╭─ PAGE EXCERPT

Sunday, December 13, 2015

Happy Holidays

There is a meme going around the interwebs that says

If you're Christian, wish me "Merry Christmas!"
If you're Jewish, wish me "Happy Hanukkah!"
If you're Pagan, wish me "Happy Solstice!"
 If you're African-American, wish me "Joyous Kwanzaa!"

I won’t be offended, just happy you took the time to share your joy.  

But here is the problem with this notion.  Wishing someone Merry Christmas who is not celebrating that holiday is like wishing someone Happy Birthday on your birthday.  Think about it.  Why would someone wish me a Joyous Kwanzaa?  Why?  I may recognize it is happening but it doesn't belong to me. Frankly what I think is that we should get to know our neighbor, know who they are and wish them a meaningful holiday for them.  If you are confused by the holiday they celebrate, ask.  It isn't really hard.  Too often we don't take the time to understand the people around us.  That is wrong.  
Now what is missing from this meme is the fact that in many cases you won't know the person well and there is no place to really ask.  If you are a clerk or a customer at a store, when you are in a cab, or simply walking down a busy street.  So the one thing that is a catch all that would plow the way to what might become a conversation is to simply say HAPPY HOLIDAYS.  Many people are celebrating something in our culture from late November to early January.  In more American/Secular holidays take place like Thanksgiving and New Year's Day.  We also slow down as December goes on and people take vacations and celebrate the breaths they can take for a minute before the gearing up again in the New Year.  Saying Happy Holidays opens a door.  It is really that phrase that has caused the most disruption and offense.  Boycotts of stores that use the phrase have been common in recent years, worse for Season's Greetings another wonderful catch all.  Fox News and their army of outrage have said the is a War on Christmas, often citing more inclusive celebrations and expressions this time of year.  All with the intent of trying to homogenize the culture that is deliciously diverse and wonderful vibrant.

╰─

• GOAL A:
Pick out every line in the entries that contains the string "topping", matching case exactly.
The post above and the entries that follow come from unrelated sources.

╭─ PROVIDED INFORMATION

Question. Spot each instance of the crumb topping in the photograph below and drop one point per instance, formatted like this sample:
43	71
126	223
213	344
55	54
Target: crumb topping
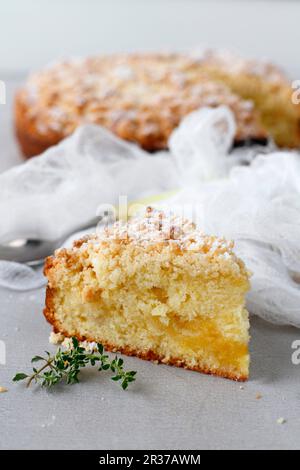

╰─

• GOAL B:
Resume the blog post about saying Happy Holidays from the point where it stops.

• TASK ANSWER A:
Question. Spot each instance of the crumb topping in the photograph below and drop one point per instance, formatted like this sample:
Target: crumb topping

• TASK ANSWER B:
So at this time of year, wish someone a joyful and meaningful holiday they celebrate.  Accept the greetings of others, especially if they try to be inclusive, Attend Hanukah, Christmas, Solstice parties if you wish, or nothing at all.  But remember, the world is full of wonderful people who offer wonderful things and sometimes those things are outside of our normal everyday experience.  Those are the coolest.  
For those who celebrate, may your holiday bring you meaning, joy and perhaps some wonderful treats.  For those who don't have any celebration, may the fact the most do give you a few days of deeper breaths and calm in life.  And to all, each year we strive to do better than the last, take time to get to know someone very different from you.  You may learn something, especially about yourself.  

No comments:

My Well Runs Dry

Last night we had a great board meeting at the shul.  We are so excited about our new Religious School program so we spent a great deal of ...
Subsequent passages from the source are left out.